Quoted passage:
Content starts
A few months ago, I had quite the allergic reaction in the middle of the night, breaking out in hives all over my body. I ended up getting a steroid shot (a first for me) and some pretty strong medication so I could stop feeling so itchy, scratchy and prickly.
I rattled my brain to figure out what I may have done or worn or eaten to trigger the allergy. Nothing came to mind other than a Tylenol I had popped for a mild headache. Who knows if that, combined with anything I may have eaten that day, could have set it off?
I am allergic to monosodium glutamate (MSG), which also makes me break out in hives, but as far as I know, I had not eaten anything that had MSG.
It did make me think about all those times you are prescribed a medication, which comes with a litany of instructions on when to take the drug – with food, without food, before eating or after eating and what not. I can’t even imagine what it must be like for those who have to take multiple medications for various health issues.
Candyce Collins, a clinical pharmacist at Banner Health, answered some basic questions I had about how food and medicines may collide in a not-so-good way for your body and how to prevent that from happening. Here goes:
- How and why do some foods interact with certain medicines?
Collins: Basically, a food can change the usual effect of a drug and cause one of two things to happen:
- Increase the risk of side effects or toxicity from the drug
- Reduce the chances of the drug working for you
Not all food-drug interactions are significant to cause harm yet this varies from person to person. Be sure to follow instructions on your pharmacy label about taking your medications around mealtime.
- What will happen if someone accidentally eats a food that interacts with a medication they are taking?
Collins: Generally speaking, eating something once, regardless of what medications you are taking, should not result in significant harm. But changes in dietary habits that result in consistently eating a food that may interact with your medications can be risky.
Always ask your pharmacist about potential drug – food or drug-drug interactions when starting a new prescription.
Content ends
Work instructions:
Reproduce the piece above on food and medication interactions word for word, from start to finish.

Study material:
Content starts
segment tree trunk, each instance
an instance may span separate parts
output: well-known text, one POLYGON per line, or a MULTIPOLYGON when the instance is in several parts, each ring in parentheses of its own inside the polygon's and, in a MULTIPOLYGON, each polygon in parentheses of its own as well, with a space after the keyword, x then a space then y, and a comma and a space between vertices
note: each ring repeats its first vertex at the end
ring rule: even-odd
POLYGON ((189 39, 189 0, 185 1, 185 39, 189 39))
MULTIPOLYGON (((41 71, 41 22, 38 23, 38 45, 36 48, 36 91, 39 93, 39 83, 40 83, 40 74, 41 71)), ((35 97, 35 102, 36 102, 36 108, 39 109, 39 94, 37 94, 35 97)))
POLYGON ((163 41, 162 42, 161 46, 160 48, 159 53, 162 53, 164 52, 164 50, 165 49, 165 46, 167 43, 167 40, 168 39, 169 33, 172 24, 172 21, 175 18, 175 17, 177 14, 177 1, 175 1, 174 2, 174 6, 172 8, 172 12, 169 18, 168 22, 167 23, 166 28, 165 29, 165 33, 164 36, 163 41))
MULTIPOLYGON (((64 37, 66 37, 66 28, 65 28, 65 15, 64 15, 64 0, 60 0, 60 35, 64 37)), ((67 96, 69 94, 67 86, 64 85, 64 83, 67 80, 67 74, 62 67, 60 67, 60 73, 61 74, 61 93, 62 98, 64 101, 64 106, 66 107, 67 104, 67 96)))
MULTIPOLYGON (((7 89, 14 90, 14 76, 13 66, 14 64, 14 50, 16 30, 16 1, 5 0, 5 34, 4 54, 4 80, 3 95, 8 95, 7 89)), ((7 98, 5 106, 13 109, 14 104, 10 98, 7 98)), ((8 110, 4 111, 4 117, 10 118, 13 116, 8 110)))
Content ends
Expected answer:
A few months ago, I had quite the allergic reaction in the middle of the night, breaking out in hives all over my body. I ended up getting a steroid shot (a first for me) and some pretty strong medication so I could stop feeling so itchy, scratchy and prickly.
I rattled my brain to figure out what I may have done or worn or eaten to trigger the allergy. Nothing came to mind other than a Tylenol I had popped for a mild headache. Who knows if that, combined with anything I may have eaten that day, could have set it off?
I am allergic to monosodium glutamate (MSG), which also makes me break out in hives, but as far as I know, I had not eaten anything that had MSG.
It did make me think about all those times you are prescribed a medication, which comes with a litany of instructions on when to take the drug – with food, without food, before eating or after eating and what not. I can’t even imagine what it must be like for those who have to take multiple medications for various health issues.
Candyce Collins, a clinical pharmacist at Banner Health, answered some basic questions I had about how food and medicines may collide in a not-so-good way for your body and how to prevent that from happening. Here goes:
- How and why do some foods interact with certain medicines?
Collins: Basically, a food can change the usual effect of a drug and cause one of two things to happen:
- Increase the risk of side effects or toxicity from the drug
- Reduce the chances of the drug working for you
Not all food-drug interactions are significant to cause harm yet this varies from person to person. Be sure to follow instructions on your pharmacy label about taking your medications around mealtime.
- What will happen if someone accidentally eats a food that interacts with a medication they are taking?
Collins: Generally speaking, eating something once, regardless of what medications you are taking, should not result in significant harm. But changes in dietary habits that result in consistently eating a food that may interact with your medications can be risky.
Always ask your pharmacist about potential drug – food or drug-drug interactions when starting a new prescription.